>> Start PAGE EXTRACT
One-sentence Summary

Researchers from Zhejiang University, Meituan, and Tsinghua University propose SKILL0, an in-context reinforcement learning framework that internalizes agent skills into model parameters via a dynamic curriculum. This approach eliminates runtime retrieval noise and token overhead, enabling efficient zero-shot autonomous behavior with significant performance gains on agentic benchmarks.

Key Contributions

  • The paper introduces SKILL0, an in-context reinforcement learning framework that formulates skill internalization as an explicit training objective to transition agents from context-dependent execution to fully autonomous zero-shot behavior.
  • A Dynamic Curriculum mechanism is presented to evaluate the on-policy helpfulness of each skill file, adaptively withdrawing guidance only when the current policy no longer benefits until the agent operates without any external skill context.
  • Extensive experiments on ALFWorld and Search-QA demonstrate that the method achieves substantial performance improvements over standard RL baselines while maintaining an efficient context of fewer than 0.5k tokens per step.

Introduction

Large Language Model agents currently rely on inference-time skill augmentation, where structured behavioral primitives are retrieved and injected into the prompt to guide complex tasks. While effective, this approach suffers from retrieval noise that corrupts context, significant token overhead that limits scalability, and a fundamental dependency where competence resides in the prompt rather than the model itself. The authors propose SKILL0, the first reinforcement learning framework designed to internalize these skills directly into model parameters so that agents operate autonomously without external guidance at inference. They achieve this through In-Context Reinforcement Learning, which provides skill scaffolding during training rollouts and systematically removes it via a Dynamic Curriculum that withdraws support only when the policy no longer benefits from it.

Dataset

  • Dataset Composition and Sources: The authors evaluate their methods on two primary benchmarks: ALFWorld, a text-based game with 3,827 task instances across six household activity categories, and Search-based QA, which aggregates single-hop datasets (NQ, TriviaQA, PopQA) and multi-hop datasets (HotpotQA, 2Wiki, MuSiQue, Bamboogle).
>> End PAGE EXTRACT
>> Start RAW DATA
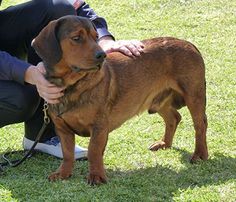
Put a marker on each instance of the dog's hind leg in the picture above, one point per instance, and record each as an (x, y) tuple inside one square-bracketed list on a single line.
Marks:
>> End RAW DATA
- _GIVEN TASK 1_:
Name every multi-hop dataset that the SKILL0 summary lists under Search-based QA.
- _GIVEN TASK 2_:
Reproduce the SKILL0 summary word for word, from "Key Contributions" to "autonomous zero-shot behavior.".
- _GIVEN TASK 3_:
Write the next part of the SKILL0 summary, picking up after its last sentence.

- _REPLY 1_:
HotpotQA, 2Wiki, MuSiQue, Bamboogle

- _REPLY 2_:
Key Contributions

  • The paper introduces SKILL0, an in-context reinforcement learning framework that formulates skill internalization as an explicit training objective to transition agents from context-dependent execution to fully autonomous zero-shot behavior.

- _REPLY 3_:
  • Training Data Selection and Splitting: For ALFWorld, the training data follows the split from GiGPO, while Search-QA training draws specifically from NQ and HotpotQA to serve as in-domain data, leaving the remaining QA datasets for out-of-domain evaluation.

  • Training Configuration and Mixture: The Qwen2.5-VL series is trained for up to 180 steps using 4 H800 GPUs. The ALFWorld setup samples 16 tasks with 8 rollouts per prompt and a maximum length of 3,072 tokens, whereas the Search-QA setup samples 128 tasks per batch with a maximum length of 4,096 tokens.

  • Visual Context and Rendering Strategy: The authors construct visual context by rendering text in a monospace font with specific sizing and width constraints (10pt/392px for ALFWorld, 12pt/560px for Search-QA). They apply a semantic color coding scheme where task instructions appear in black, observations in blue, and actions or search queries in red to help the vision encoder distinguish between states, actions, and retrieved content.

  • Curriculum and Skill Initialization: A curriculum learning schedule is implemented with three stages and a validation subset of 1,000 examples. The SkillBank is initialized using skills from SkillRL to provide structured procedural knowledge for both environments.

Method

The authors introduce SKILL0, a framework designed to internalize agent skills into model parameters, enabling zero-shot autonomous behavior without runtime skill retrieval. Unlike traditional skill augmentation which accumulates skills and incurs token overhead, SKILL0 progressively withdraws external guidance. Refer to the framework diagram for a comparison between standard skill augmentation and the proposed skill internalization approach.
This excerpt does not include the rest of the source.